=== Task directions ===
In full and unaltered, output the records below.

_ _ _ _ _ _ _

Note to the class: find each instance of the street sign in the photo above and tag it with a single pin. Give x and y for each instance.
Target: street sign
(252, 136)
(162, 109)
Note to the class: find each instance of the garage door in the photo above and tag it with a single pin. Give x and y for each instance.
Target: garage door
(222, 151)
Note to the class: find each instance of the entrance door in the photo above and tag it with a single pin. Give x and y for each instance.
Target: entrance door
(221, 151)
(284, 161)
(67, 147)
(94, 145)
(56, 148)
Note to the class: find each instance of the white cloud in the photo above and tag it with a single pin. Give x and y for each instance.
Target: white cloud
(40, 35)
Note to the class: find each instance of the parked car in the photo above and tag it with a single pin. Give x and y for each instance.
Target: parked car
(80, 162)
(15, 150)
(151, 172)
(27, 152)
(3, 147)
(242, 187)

_ _ _ _ _ _ _

=== Answer section ===
Note to the class: find each instance of the street sign in the photo above and tag it with a single pin. Give x and y for each instance.
Target: street sign
(252, 136)
(162, 109)
Note to the class: find each instance of the garage door in the photo above and tag it with a single pin. Give x and y for each instance.
Target: garage door
(222, 151)
Note to the class: find each instance of the entrance door in the photo above and tag it with a single pin. Give x and y for each instance.
Target: entrance door
(221, 151)
(284, 161)
(67, 147)
(94, 145)
(56, 148)
Note to the class: find each instance of the white cloud in the photo above and tag it with a single pin. Give x and y for each instance.
Target: white cloud
(40, 35)
Note to the class: find each instance of the parked car in the photo above and tag it with a single pin. Give x and y for each instance.
Target: parked car
(80, 162)
(15, 150)
(151, 172)
(27, 152)
(3, 147)
(242, 187)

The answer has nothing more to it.